**THE PROBLEM**
Take the records below from their first line to the line with "Box the glove cuff.", and restate those lines word for word.

Saved entries:
· · ·

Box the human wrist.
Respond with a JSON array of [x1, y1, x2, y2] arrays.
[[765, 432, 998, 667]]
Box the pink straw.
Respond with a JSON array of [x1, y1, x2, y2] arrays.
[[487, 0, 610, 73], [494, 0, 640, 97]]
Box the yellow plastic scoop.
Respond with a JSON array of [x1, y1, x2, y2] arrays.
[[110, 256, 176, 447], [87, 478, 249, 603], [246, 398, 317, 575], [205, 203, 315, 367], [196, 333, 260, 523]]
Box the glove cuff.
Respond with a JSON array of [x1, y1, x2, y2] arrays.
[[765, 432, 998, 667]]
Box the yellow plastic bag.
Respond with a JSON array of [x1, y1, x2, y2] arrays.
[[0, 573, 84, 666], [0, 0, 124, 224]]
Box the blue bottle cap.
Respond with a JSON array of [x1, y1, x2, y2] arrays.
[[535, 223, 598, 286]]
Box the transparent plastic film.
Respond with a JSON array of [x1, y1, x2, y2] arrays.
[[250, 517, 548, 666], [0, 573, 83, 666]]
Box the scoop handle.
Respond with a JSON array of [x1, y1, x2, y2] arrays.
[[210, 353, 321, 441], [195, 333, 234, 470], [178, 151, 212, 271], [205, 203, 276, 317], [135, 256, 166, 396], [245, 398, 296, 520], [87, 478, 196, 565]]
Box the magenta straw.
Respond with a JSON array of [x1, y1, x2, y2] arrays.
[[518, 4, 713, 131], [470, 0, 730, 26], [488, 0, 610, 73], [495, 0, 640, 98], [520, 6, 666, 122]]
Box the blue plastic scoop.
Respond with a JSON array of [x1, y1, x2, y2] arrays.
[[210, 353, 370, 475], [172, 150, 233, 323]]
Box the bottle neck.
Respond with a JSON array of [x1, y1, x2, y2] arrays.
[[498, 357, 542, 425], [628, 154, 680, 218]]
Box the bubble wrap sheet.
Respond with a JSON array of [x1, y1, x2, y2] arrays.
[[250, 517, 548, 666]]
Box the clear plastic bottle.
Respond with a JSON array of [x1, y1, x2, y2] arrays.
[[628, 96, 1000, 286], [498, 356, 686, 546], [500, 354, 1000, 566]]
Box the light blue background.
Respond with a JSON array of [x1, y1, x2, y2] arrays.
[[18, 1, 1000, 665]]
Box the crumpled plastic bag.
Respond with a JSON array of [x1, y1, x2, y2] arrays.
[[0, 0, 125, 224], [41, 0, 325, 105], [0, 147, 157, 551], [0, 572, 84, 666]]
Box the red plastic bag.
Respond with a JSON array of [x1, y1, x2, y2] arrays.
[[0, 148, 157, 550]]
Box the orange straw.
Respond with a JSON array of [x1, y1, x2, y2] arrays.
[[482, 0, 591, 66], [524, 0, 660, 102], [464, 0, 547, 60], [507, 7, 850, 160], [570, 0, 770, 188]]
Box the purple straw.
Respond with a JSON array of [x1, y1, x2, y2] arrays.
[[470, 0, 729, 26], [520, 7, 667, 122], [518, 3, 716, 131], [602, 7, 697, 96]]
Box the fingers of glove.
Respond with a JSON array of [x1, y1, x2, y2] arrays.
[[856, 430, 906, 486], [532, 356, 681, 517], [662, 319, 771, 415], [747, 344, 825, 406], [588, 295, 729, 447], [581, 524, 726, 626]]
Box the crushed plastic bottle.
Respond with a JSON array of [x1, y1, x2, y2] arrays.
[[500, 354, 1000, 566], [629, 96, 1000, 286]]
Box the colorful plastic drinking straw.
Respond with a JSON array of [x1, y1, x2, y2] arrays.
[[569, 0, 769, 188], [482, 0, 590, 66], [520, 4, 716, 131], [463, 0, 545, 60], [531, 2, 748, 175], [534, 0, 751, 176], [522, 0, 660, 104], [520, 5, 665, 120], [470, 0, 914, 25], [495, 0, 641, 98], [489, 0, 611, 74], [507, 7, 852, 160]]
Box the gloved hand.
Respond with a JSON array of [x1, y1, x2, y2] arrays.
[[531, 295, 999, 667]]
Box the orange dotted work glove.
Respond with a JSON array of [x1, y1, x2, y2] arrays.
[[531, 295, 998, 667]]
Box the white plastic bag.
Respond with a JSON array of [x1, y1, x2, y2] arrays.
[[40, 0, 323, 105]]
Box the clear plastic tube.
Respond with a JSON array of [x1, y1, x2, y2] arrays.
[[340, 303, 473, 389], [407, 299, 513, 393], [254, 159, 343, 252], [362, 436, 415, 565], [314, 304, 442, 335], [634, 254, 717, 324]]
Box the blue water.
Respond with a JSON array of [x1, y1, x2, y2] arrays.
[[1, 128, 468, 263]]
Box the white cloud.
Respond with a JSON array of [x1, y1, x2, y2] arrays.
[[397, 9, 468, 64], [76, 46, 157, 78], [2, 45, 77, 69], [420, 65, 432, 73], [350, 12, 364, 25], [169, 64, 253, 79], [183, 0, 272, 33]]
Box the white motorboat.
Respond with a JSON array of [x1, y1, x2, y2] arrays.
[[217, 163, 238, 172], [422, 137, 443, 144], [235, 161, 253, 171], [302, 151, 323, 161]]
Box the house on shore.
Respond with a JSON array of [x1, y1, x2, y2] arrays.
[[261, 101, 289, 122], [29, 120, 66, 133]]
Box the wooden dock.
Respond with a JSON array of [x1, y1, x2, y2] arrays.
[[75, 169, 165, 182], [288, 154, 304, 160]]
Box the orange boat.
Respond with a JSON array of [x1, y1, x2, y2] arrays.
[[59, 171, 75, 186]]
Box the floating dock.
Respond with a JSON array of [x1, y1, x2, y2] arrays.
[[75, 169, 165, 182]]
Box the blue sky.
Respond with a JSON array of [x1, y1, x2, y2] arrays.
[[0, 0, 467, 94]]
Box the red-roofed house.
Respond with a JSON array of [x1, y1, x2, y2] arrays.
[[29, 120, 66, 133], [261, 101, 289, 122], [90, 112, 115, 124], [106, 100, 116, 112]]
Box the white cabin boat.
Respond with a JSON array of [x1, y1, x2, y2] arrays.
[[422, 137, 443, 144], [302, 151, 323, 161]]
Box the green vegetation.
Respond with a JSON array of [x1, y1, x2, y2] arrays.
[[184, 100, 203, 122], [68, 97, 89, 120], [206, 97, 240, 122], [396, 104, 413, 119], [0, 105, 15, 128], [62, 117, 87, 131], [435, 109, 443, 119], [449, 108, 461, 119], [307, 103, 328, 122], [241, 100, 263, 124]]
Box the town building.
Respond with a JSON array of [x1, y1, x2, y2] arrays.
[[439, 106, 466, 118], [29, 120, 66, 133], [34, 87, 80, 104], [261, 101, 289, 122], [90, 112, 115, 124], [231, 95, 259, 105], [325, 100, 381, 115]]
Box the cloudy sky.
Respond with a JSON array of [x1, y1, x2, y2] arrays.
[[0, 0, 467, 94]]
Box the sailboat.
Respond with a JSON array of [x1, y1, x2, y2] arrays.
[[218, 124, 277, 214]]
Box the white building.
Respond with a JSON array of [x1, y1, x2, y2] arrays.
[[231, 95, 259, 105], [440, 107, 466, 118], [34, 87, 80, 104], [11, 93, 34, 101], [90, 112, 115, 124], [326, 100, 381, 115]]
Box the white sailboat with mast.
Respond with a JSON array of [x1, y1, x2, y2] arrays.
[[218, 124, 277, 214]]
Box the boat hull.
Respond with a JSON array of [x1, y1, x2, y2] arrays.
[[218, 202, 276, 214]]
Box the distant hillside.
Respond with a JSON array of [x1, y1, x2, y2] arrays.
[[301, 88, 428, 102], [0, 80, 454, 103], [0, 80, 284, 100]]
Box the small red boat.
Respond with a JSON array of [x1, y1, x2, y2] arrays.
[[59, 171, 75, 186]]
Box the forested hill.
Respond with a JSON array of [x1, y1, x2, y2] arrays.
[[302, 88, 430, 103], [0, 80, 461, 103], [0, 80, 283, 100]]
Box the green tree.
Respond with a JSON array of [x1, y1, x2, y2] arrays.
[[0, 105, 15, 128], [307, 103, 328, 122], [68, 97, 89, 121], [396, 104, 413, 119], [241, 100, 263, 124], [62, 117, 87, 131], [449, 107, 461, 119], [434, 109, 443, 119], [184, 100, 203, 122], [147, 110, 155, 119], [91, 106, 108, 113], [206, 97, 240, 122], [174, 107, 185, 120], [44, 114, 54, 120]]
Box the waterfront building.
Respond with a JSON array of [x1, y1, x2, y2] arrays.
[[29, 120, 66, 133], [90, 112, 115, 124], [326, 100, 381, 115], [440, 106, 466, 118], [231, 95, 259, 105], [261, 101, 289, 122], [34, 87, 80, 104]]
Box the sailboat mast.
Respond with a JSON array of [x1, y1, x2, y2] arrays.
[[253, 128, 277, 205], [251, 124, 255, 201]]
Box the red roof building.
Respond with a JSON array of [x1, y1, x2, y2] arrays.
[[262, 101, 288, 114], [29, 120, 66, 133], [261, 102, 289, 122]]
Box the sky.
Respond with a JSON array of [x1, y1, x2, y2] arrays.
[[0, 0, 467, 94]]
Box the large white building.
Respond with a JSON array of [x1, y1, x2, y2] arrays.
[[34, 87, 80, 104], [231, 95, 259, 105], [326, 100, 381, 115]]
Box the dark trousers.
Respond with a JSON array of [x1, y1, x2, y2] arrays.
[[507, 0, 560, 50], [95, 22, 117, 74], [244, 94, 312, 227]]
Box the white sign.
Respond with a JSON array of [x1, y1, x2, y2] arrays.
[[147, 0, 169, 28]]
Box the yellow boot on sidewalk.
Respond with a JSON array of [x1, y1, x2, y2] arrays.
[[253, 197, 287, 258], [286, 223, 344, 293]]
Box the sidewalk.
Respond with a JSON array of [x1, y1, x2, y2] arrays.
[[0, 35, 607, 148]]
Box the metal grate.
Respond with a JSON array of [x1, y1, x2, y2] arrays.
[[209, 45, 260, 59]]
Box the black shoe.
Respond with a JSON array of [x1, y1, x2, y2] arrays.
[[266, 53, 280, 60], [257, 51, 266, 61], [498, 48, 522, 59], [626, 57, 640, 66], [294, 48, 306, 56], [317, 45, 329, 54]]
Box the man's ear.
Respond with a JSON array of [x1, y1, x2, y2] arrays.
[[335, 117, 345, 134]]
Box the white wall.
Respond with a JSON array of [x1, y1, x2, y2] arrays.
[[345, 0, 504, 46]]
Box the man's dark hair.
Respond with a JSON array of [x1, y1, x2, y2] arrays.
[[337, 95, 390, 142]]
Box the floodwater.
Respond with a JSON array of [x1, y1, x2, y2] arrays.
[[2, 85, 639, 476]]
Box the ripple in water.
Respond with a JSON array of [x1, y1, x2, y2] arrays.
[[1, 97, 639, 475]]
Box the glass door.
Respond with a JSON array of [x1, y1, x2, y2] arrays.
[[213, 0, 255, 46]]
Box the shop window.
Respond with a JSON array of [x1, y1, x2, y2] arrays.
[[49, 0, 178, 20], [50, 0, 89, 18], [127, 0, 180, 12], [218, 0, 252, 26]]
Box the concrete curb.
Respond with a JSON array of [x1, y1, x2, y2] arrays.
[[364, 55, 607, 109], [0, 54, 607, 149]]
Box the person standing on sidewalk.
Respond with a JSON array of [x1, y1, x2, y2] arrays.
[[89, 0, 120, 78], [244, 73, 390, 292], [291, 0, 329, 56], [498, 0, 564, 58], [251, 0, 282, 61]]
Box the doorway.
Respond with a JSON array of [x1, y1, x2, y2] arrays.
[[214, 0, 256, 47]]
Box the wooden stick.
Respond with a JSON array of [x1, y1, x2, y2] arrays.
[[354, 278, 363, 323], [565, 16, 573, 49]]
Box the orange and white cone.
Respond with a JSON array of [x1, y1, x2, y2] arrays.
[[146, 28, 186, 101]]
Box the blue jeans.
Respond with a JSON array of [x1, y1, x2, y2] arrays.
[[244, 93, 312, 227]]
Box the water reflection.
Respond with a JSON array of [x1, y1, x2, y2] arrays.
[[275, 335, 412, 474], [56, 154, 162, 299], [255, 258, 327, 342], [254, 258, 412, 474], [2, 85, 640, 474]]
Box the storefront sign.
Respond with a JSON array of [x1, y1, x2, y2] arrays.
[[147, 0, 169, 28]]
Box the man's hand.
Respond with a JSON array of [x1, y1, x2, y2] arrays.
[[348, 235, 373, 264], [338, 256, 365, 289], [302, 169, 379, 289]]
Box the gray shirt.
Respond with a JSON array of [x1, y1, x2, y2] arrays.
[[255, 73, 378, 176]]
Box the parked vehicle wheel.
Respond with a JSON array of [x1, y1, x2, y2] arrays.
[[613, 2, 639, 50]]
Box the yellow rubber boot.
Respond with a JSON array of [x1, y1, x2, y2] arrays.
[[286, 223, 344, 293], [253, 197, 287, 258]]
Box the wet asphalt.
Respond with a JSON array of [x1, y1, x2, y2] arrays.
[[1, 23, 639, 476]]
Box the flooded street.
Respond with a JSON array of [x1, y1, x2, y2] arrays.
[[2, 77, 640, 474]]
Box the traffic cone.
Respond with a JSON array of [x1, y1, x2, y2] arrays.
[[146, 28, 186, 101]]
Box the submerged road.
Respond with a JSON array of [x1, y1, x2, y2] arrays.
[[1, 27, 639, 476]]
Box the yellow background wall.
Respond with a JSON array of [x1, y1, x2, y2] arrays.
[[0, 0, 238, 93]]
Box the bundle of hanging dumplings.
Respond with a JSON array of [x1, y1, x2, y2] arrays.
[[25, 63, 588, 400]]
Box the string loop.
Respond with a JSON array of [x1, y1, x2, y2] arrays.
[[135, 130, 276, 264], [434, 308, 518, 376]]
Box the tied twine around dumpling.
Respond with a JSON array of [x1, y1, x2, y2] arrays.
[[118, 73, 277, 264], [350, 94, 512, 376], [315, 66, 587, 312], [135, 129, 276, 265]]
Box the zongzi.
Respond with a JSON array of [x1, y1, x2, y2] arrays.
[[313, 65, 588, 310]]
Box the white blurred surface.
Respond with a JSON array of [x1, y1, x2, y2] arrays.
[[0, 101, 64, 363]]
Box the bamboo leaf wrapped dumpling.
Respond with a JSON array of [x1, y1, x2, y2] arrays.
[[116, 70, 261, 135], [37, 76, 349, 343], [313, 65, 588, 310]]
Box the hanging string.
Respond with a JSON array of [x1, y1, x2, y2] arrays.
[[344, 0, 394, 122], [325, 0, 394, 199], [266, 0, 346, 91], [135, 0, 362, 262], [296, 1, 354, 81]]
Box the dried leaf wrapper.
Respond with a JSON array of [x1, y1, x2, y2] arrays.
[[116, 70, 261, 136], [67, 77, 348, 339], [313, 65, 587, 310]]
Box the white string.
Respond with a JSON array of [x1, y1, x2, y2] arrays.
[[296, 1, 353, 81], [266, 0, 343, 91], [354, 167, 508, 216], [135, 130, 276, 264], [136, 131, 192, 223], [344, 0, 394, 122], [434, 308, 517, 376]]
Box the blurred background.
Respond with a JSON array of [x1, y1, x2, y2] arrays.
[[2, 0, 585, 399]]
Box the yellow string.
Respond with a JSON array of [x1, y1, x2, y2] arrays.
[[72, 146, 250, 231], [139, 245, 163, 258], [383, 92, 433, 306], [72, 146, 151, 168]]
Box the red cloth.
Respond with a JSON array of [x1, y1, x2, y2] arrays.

· · ·

**PROBLEM SOLUTION**
Box the human wrist.
Respond with a JSON array of [x1, y1, x2, y2] arrays.
[[765, 432, 998, 667]]
Box the pink straw.
Respond with a JSON array of [x1, y1, x2, y2] arrays.
[[487, 0, 610, 73], [494, 0, 640, 97]]
Box the yellow plastic scoop.
Respond with a JSON array of [x1, y1, x2, y2] arrays.
[[110, 256, 176, 447], [87, 478, 249, 603], [246, 398, 317, 575], [205, 203, 315, 367], [196, 333, 260, 523]]
Box the glove cuff.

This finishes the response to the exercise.